Job. Express the lines below as a JSON list of strings, one string per line with blank lines omitted, starting at the line containing "like x=451, y=220." and ending at the line containing "x=207, y=218".

Materials provided.

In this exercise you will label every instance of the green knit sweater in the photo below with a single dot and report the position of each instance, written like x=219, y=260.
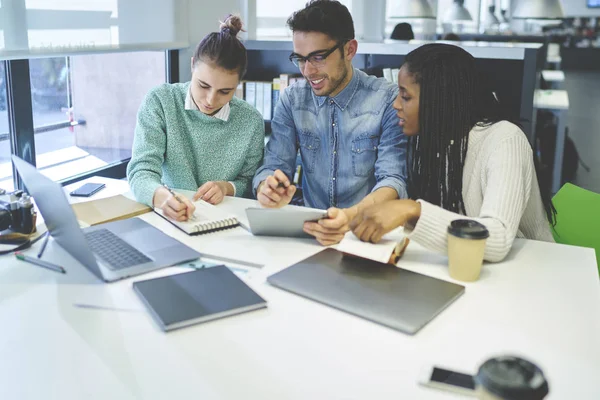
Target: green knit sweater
x=185, y=148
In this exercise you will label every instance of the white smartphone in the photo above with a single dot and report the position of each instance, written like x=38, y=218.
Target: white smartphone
x=445, y=379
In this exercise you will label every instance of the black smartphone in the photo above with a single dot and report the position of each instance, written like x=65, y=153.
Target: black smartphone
x=88, y=189
x=445, y=379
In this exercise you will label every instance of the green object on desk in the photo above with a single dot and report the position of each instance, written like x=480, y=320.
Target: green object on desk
x=577, y=218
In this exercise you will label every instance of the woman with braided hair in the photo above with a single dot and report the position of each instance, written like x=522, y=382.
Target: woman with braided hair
x=465, y=159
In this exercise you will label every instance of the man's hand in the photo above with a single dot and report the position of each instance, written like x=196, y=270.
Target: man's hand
x=330, y=230
x=175, y=207
x=275, y=191
x=213, y=192
x=374, y=221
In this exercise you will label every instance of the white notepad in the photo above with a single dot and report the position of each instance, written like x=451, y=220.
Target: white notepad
x=381, y=252
x=207, y=218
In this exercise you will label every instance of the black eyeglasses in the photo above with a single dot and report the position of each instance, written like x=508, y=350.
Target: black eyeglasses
x=316, y=59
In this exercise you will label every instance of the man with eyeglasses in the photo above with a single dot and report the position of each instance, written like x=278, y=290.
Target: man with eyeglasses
x=352, y=148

Answer for this exercise.
[
  "In this exercise you will label every instance of the white notepad in the photo above with a single dot and report the position of each instance, written like x=451, y=220.",
  "Target: white notepad",
  "x=381, y=252",
  "x=207, y=218"
]